About this task:
Without omitting anything, retype the data that follows.

(Stored items from a collection)
Start of Block

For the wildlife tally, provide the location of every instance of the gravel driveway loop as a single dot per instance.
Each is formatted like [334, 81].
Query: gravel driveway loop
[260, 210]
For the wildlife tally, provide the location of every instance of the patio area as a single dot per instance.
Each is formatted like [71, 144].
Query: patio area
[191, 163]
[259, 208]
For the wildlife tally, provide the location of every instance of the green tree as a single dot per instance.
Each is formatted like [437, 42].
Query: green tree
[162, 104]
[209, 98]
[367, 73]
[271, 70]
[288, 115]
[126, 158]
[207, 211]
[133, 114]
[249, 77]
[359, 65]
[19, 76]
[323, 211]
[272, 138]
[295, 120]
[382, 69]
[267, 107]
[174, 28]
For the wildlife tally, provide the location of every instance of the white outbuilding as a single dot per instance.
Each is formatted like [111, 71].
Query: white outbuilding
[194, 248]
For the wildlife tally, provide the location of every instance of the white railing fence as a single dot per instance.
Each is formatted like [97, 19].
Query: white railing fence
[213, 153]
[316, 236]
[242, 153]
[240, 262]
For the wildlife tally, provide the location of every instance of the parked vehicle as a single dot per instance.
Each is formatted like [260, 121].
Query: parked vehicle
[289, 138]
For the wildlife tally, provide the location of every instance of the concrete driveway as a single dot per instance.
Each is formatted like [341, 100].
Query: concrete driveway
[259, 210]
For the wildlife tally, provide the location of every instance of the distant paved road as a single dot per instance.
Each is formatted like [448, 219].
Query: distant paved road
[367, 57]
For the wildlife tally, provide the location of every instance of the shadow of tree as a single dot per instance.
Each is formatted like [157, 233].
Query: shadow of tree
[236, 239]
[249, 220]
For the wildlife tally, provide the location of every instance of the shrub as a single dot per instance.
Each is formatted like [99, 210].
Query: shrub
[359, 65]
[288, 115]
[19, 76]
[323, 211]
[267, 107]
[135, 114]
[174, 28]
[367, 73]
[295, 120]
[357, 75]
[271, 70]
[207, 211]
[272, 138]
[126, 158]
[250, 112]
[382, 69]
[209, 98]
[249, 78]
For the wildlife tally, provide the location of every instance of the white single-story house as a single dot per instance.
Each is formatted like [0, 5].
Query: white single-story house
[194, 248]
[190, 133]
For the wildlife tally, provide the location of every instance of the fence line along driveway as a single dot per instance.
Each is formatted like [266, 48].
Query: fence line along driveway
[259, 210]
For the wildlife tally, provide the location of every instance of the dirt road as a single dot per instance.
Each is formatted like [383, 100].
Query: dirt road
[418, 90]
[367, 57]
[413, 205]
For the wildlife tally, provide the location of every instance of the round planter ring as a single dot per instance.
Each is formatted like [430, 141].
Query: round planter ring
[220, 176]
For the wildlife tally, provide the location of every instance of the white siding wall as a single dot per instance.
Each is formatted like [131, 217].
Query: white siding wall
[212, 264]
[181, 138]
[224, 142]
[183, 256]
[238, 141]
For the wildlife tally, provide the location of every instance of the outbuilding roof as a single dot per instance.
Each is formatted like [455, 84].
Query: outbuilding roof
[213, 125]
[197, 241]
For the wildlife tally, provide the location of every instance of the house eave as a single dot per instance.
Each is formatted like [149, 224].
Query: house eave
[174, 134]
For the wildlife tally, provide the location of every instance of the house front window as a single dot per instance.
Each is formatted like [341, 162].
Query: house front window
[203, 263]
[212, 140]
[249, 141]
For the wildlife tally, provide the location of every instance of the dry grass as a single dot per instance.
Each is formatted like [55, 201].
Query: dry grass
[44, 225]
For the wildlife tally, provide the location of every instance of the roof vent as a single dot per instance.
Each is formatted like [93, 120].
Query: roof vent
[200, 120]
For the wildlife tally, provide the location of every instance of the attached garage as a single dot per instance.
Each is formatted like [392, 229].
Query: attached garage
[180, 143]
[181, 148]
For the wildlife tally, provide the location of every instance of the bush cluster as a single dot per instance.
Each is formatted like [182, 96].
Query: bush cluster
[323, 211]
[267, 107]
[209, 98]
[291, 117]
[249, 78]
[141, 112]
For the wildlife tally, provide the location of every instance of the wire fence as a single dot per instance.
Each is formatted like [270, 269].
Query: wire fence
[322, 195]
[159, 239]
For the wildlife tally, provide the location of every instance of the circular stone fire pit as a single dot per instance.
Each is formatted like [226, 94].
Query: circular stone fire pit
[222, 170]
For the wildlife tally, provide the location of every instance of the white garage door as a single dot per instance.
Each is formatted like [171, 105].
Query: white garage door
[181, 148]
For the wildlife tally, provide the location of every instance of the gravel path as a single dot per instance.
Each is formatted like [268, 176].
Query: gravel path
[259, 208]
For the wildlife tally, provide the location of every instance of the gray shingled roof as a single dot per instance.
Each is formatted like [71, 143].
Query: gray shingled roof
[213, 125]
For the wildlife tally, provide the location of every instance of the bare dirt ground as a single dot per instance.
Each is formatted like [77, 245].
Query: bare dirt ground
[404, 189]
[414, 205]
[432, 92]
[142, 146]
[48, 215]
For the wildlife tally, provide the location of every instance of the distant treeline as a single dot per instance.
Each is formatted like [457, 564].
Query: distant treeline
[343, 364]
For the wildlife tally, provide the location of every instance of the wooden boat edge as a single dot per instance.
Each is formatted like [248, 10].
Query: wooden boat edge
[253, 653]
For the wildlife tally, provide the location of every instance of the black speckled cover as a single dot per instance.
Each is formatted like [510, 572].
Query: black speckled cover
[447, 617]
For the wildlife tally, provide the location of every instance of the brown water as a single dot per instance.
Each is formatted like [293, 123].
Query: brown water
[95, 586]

End of Block

Exercise solution:
For the wildlife tally, provide the location of every instance of the gravel driveway loop as a single dot per instance.
Each is formatted like [334, 81].
Query: gravel driveway loop
[260, 210]
For the wildlife tally, provide the location of every instance of the patio area as a single dot per instance.
Each is formatted like [71, 144].
Query: patio area
[191, 163]
[259, 208]
For the wildlife tally, provide the location of every instance of the green tree as a single dot per instance.
Each is formatted like [437, 42].
Query: green tree
[162, 104]
[209, 98]
[367, 73]
[271, 70]
[288, 115]
[126, 158]
[207, 211]
[133, 114]
[249, 77]
[359, 65]
[19, 76]
[323, 211]
[272, 138]
[295, 120]
[382, 69]
[267, 107]
[174, 28]
For the wildlife tally, provide the location of every instance of the white outbuilding as a single dot per instance.
Each is formatted like [111, 71].
Query: white outbuilding
[194, 248]
For the wildlife tally, provide the location of every instance of the white railing fence as a single dot per instance.
Each is formatted like [97, 19].
Query: white railing fence
[213, 153]
[316, 236]
[242, 153]
[240, 262]
For the wildlife tally, provide the location of every instance of the parked vehicle as a single dot per instance.
Each is formatted like [260, 121].
Query: parked vehicle
[289, 138]
For the wildlife tally, provide the location of every instance of the concrete driveway as a single dot per instance.
Each is formatted like [341, 100].
Query: concrete driveway
[259, 210]
For the wildlife tally, provide the location of every instance of the distant paved road as a single dot per instance.
Each is formatted like [448, 219].
Query: distant paved road
[367, 57]
For the wildlife tally, provide the location of every instance of the shadow of tree as a single dot per instance.
Each is formatted like [157, 233].
Query: shadow of tree
[236, 239]
[249, 220]
For the wildlife tally, provide the location of every instance of the shrub as a single dot per instance.
Each is formatted like [99, 210].
Query: shrub
[359, 65]
[288, 115]
[19, 76]
[323, 211]
[267, 107]
[135, 114]
[174, 28]
[367, 73]
[295, 120]
[357, 75]
[271, 70]
[207, 211]
[272, 138]
[126, 158]
[250, 112]
[382, 69]
[209, 98]
[249, 78]
For the wildlife tally, provide the location of every instance of the white single-story house as a single dot per instance.
Each is formatted like [0, 5].
Query: white single-story house
[194, 248]
[190, 133]
For the wildlife tally, provide the location of every instance of the fence line along driveway as a single dot per instance.
Each is formatted like [266, 48].
Query: fence line along driveway
[259, 210]
For the wildlife tally, provide the location of every instance of the dirt road as a single dot per instance.
Each is formatted like [383, 100].
Query: dirt road
[418, 90]
[367, 57]
[413, 205]
For the wildlife tally, provide the location of every instance of the round planter ring as a single dot per instance.
Each is formatted like [430, 141].
Query: round planter ring
[220, 176]
For the wildlife tally, provide the location of every instance of the white siding wall as a single dot per instance.
Each is formatted like [131, 217].
Query: white siding wall
[212, 264]
[181, 138]
[224, 142]
[183, 256]
[238, 141]
For the wildlife tally, provide the location of every instance of the outbuilding roof as a single dot per instance.
Each is formatted like [455, 84].
Query: outbuilding roof
[213, 125]
[197, 241]
For the wildlife tally, provide the location of every instance of the house eave as a single dot per instance.
Each is formatted like [149, 224].
Query: house eave
[174, 134]
For the wildlife tally, provide the location of every instance of the house front window as a single dot per instance.
Each is formatted like [341, 162].
Query: house front window
[203, 263]
[212, 140]
[249, 141]
For the wildlife tally, provide the location of every instance of the dry grass as a single dot per instance.
Each is formatted like [55, 201].
Query: dry grass
[44, 225]
For the wildlife tally, provide the location of every instance of the roof vent as a single dot per instance.
Each is formatted like [93, 120].
Query: roof vent
[200, 120]
For the wildlife tally, provide the location of every instance of the attached garage as a single dot per instance.
Each is formatted like [392, 229].
Query: attached garage
[180, 143]
[181, 148]
For the wildlife tally, provide the location of every instance of the bush cluster as a single dot per instance.
Each is formatted like [182, 96].
Query: bush cluster
[323, 211]
[267, 107]
[209, 98]
[291, 117]
[249, 78]
[141, 112]
For the wildlife tally, provide the location of every instance of the wire fence as a single dot per instance.
Each is formatted like [270, 269].
Query: wire fence
[322, 195]
[159, 239]
For the wildlife tally, provide the location of every instance of the circular stone fire pit as a single dot per instance.
Each is formatted like [226, 94].
Query: circular stone fire pit
[222, 170]
For the wildlife tally, provide the location of every instance of the white garage door as a single dot per instance.
Each is formatted like [171, 105].
Query: white garage door
[181, 148]
For the wildlife tally, provide the location of every instance of the gravel path as a single dot per instance.
Each is formatted like [268, 176].
Query: gravel path
[259, 208]
For the wildlife tally, provide the location of every instance of the gray shingled roof as a single dot per instance.
Each is formatted like [71, 143].
Query: gray shingled roof
[213, 125]
For the wildlife tally, provide the location of every instance of the bare dirt ground as a single dot per instance.
Each is formatted like [77, 245].
Query: bare dirt ground
[404, 189]
[414, 205]
[432, 92]
[142, 146]
[48, 215]
For the wildlife tally, provide the location of every instance of the distant treeline as a single dot per instance.
Each is formatted like [457, 564].
Query: distant treeline
[343, 364]
For the wildlife tally, provide the location of every instance of the wooden boat edge as a single dot per instance.
Each is formatted like [248, 10].
Query: wooden boat edge
[253, 653]
For the wildlife tally, provide the location of every instance of the black speckled cover as a single dot per instance.
Each is formatted like [510, 572].
Query: black speckled cover
[447, 617]
For the wildlife tally, provide the location of every instance of the brown water as a single dot per instance.
Each is formatted like [293, 123].
Query: brown water
[95, 586]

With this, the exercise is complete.